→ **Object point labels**
● ● ● ● ● ● ●

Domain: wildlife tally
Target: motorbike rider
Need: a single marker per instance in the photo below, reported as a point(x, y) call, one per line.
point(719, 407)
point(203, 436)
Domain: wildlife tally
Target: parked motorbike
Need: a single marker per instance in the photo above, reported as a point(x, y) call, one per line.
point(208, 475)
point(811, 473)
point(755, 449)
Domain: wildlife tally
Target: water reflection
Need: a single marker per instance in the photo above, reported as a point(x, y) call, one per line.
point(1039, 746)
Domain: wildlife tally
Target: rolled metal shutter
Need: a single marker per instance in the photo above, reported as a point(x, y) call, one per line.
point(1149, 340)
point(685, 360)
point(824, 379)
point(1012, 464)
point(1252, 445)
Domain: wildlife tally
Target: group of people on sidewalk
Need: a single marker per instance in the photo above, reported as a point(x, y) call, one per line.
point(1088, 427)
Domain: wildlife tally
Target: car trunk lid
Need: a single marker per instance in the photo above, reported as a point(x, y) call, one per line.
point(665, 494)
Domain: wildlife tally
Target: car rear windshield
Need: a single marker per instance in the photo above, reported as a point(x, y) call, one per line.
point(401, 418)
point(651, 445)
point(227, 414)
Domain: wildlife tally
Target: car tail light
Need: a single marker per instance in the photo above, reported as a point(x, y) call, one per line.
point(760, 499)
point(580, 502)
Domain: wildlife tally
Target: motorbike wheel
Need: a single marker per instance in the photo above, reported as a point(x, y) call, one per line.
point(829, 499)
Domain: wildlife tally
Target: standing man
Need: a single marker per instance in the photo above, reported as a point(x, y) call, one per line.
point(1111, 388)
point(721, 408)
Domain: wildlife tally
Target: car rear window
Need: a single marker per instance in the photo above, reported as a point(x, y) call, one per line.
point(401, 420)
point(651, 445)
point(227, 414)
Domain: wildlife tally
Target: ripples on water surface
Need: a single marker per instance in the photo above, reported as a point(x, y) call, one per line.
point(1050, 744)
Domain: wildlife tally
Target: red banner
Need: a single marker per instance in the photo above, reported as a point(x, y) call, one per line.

● ● ● ● ● ● ●

→ **TASK DIRECTIONS**
Give only the number of lines in the records above that contain the string "water". Case counts.

→ **CORRECT ANSWER**
2